**Consigne écrite A**: D'après l'entretien avec Seong-Jin Cho, quel concours le pianiste a-t-il remporté en 2015 ?

Seong-Jin Cho : "La musique, ce n’est pas un match sportif !"
Rencontrer un jeune artiste est un exercice des plus agréables surtout lorsque la spontanéité et la simplicité s’invitent dans la conversation. Seong-Jin Cho est un pianiste de tout juste 24 ans et pourtant… Et pourtant, il a déjà joué avec les plus grands orchestres, sous la direction des chefs les plus prestigieux de la planète. Il a déjà parcouru le monde et dans son pays natal, la Corée du Sud, il a un statut de superstar. Brillant élève de Soo-jung Shin et de Michel Béroff, le lauréat de cinq concours internationaux n’est pas un jeune artiste comme les autres. Doté d’un touché délicat et d’une technique infaillible, le vainqueur du Concours Chopin 2015 s’est imposé d’emblée comme un pianiste international de tout premier plan.
Alors qu’un contrat d’exclusivité avec la célèbre firme Deutsche Grammophon pourrait facilement faire tourner la tête, Seong-Jin Cho reste un jeune homme libre et spontané qui évoque avec passion sa vie et sa carrière. Avec une saine fraîcheur, le grand artiste d’aujourd’hui n’oublie pas le mélomane qu’il a été lorsqu’encore étudiant, il fréquentait les salles de concert comme Pleyel ou la Philharmonie. Paris peut s’enorgueillir d’avoir su accueillir cette sensibilité pour lui ouvrir les portes du monde. Alors que vient de paraître un album consacré à Mozart, Seong-Jin Cho se produit à la Philharmonie de Paris, le 01 février 2019 pour interpréter le concerto de Tchaïkovski avec l’Orchestre Philharmonique de Radio France. Entre virtuosité et intériorité, une voie royale semble tracée pour le merveilleux pianiste qui nous a accordé cet entretien à Berlin.
Vous souvenez- vous du jour où vous avez touché un piano pour la première fois ?
Je devais avoir six ans et c’était plutôt pour m’amuser. Tout est devenu réellement sérieux à 9 ans quand j’ai décidé de devenir pianiste professionnel. J’adorais la musique classique et surtout j’adorais jouer. Bien sûr, je n’avais pas une idée bien précise sur ce que voulait dire « être artiste ». La révélation est venue quand j’ai découvert le disque des ballades de Chopin par Krystian Zimerman. A cette époque, j’achetais beaucoup de CDs comme ceux de Radu Lupu et des pianistes de légende, Alfred Cortot ou Vladimir Horowitz… et tous les compositeurs !

**Consigne écrite B**: Reproduisez sans rien changer la portion des entrées qui s'étend du début des entrées jusqu'à la ligne contenant « left=0, top=0, right=233, bottom=348 », ces deux bornes incluses.

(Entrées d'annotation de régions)
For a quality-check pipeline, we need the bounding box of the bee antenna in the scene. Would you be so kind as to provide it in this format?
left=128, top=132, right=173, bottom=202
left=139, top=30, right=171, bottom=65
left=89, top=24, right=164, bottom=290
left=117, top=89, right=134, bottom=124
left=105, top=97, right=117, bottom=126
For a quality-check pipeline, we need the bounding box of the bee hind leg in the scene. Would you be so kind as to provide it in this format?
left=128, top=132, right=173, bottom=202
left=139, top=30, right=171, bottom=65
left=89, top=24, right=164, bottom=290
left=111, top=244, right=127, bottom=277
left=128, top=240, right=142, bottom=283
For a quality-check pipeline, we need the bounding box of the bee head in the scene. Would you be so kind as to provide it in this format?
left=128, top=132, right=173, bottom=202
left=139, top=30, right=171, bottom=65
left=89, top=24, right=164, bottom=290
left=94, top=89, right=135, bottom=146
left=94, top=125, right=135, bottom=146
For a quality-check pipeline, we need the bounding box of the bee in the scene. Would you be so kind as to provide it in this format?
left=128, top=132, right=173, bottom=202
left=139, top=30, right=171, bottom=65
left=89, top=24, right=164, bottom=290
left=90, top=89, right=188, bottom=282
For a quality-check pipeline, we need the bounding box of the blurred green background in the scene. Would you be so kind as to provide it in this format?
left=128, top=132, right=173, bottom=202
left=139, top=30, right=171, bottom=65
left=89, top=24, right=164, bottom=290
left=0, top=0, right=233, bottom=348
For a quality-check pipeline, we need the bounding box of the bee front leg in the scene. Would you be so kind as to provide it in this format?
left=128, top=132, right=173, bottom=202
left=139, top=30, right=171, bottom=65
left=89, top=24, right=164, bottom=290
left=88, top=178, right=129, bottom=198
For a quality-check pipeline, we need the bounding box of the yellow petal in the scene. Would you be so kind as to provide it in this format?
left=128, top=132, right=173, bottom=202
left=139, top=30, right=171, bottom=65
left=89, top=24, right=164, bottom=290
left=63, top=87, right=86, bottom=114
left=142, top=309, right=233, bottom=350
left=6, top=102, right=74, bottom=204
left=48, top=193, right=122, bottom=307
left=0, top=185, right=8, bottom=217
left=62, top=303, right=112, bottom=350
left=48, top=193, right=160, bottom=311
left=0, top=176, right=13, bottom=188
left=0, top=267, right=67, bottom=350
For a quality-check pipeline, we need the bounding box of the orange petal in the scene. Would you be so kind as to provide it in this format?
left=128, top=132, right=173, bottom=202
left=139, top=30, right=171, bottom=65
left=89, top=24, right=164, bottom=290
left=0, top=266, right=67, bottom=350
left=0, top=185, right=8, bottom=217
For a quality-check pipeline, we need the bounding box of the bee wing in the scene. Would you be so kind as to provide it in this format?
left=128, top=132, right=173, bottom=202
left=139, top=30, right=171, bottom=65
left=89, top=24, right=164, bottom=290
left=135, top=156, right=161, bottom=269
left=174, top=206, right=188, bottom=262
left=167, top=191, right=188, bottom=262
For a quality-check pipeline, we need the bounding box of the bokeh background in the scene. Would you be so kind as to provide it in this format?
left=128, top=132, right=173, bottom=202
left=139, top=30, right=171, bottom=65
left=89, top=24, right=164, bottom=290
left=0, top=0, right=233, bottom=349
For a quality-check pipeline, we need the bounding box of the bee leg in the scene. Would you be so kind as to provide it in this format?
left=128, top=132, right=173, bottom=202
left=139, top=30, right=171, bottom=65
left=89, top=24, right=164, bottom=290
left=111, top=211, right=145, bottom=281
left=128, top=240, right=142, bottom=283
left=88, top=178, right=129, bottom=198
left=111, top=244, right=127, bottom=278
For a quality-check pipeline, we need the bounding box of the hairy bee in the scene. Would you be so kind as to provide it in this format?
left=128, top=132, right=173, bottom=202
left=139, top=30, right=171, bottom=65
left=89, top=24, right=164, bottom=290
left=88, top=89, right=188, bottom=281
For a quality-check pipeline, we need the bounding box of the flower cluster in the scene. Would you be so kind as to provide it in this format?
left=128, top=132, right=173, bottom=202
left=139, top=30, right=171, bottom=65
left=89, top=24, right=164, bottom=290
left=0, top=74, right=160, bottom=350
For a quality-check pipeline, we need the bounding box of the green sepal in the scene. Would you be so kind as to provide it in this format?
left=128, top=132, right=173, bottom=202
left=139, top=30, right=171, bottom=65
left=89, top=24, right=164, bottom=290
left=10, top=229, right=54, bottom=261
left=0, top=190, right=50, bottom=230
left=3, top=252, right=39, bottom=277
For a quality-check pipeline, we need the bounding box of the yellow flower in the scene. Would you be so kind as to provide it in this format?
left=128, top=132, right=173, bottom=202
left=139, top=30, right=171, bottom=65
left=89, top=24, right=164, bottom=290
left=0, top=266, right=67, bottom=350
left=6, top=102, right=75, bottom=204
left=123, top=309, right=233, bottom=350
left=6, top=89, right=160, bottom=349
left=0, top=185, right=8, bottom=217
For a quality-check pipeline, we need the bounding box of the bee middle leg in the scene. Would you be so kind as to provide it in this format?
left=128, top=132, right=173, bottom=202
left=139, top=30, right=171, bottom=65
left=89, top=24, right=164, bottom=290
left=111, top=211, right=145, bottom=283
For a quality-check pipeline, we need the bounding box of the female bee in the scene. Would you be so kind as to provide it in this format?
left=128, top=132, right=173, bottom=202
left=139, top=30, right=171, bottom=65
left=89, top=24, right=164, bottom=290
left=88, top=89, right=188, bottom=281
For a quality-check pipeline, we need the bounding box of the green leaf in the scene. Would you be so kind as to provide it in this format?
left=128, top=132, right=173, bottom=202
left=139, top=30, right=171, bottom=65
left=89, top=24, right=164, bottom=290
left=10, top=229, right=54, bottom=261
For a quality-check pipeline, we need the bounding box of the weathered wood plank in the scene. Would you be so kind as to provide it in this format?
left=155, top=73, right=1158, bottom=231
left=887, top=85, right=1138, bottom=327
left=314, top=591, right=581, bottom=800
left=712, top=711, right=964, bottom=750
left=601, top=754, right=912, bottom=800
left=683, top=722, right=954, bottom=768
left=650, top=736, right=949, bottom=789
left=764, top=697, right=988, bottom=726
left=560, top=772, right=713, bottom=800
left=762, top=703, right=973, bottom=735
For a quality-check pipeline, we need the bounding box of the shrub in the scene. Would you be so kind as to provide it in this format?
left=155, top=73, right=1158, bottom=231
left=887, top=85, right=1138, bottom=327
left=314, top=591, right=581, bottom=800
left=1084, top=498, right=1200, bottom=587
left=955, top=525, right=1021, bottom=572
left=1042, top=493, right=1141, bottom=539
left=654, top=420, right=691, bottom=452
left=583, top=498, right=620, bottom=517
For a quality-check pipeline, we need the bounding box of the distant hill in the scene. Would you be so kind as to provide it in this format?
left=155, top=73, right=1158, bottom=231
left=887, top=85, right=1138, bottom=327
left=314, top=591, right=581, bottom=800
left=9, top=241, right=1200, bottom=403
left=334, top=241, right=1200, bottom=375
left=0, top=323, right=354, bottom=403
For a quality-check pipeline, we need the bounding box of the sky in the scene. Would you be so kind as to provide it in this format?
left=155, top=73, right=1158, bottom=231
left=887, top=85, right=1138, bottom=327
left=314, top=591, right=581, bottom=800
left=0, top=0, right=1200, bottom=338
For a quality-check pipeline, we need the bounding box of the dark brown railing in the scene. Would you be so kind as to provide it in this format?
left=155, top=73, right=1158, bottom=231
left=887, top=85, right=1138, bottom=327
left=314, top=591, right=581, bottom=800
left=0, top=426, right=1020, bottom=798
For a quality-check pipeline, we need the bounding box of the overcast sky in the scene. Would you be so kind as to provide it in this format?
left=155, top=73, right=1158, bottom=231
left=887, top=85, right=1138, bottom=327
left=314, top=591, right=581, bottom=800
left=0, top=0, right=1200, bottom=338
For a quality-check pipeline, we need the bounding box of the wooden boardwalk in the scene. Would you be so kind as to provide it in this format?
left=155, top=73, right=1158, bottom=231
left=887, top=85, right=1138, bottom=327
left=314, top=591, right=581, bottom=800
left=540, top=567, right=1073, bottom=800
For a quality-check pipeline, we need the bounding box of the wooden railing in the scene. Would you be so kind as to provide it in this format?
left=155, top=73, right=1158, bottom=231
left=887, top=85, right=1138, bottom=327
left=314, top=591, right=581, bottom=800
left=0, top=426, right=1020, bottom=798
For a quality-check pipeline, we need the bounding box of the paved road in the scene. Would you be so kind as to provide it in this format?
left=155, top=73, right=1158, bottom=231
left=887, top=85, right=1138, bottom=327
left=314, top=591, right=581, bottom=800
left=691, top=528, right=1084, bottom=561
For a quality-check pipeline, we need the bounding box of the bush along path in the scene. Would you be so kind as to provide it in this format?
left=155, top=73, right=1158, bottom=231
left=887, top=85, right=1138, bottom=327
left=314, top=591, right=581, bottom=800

**Corrigé A**: Le Concours Chopin.

**Corrigé B**:
For a quality-check pipeline, we need the bounding box of the bee antenna in the scene. Would you be so kind as to provide it in this format?
left=128, top=132, right=173, bottom=202
left=139, top=30, right=171, bottom=65
left=89, top=24, right=164, bottom=290
left=117, top=89, right=134, bottom=124
left=105, top=97, right=117, bottom=126
For a quality-check pipeline, we need the bounding box of the bee hind leg in the scene. Would you be so kind as to provide it in this format?
left=128, top=132, right=173, bottom=202
left=139, top=30, right=171, bottom=65
left=89, top=24, right=164, bottom=290
left=111, top=244, right=127, bottom=277
left=128, top=240, right=142, bottom=283
For a quality-check pipeline, we need the bounding box of the bee head in the scene. Would you be so kind as to provide it in this format?
left=128, top=132, right=173, bottom=202
left=139, top=30, right=171, bottom=65
left=89, top=24, right=164, bottom=290
left=94, top=89, right=135, bottom=146
left=94, top=125, right=135, bottom=146
For a quality-check pipeline, we need the bounding box of the bee in the scene. Would you be so kind as to provide it in this format?
left=128, top=132, right=173, bottom=202
left=139, top=30, right=171, bottom=65
left=89, top=24, right=164, bottom=290
left=90, top=89, right=188, bottom=282
For a quality-check pipeline, we need the bounding box of the blurred green background in the scene. Would you be so kind as to provide it in this format?
left=128, top=132, right=173, bottom=202
left=139, top=30, right=171, bottom=65
left=89, top=24, right=164, bottom=290
left=0, top=0, right=233, bottom=348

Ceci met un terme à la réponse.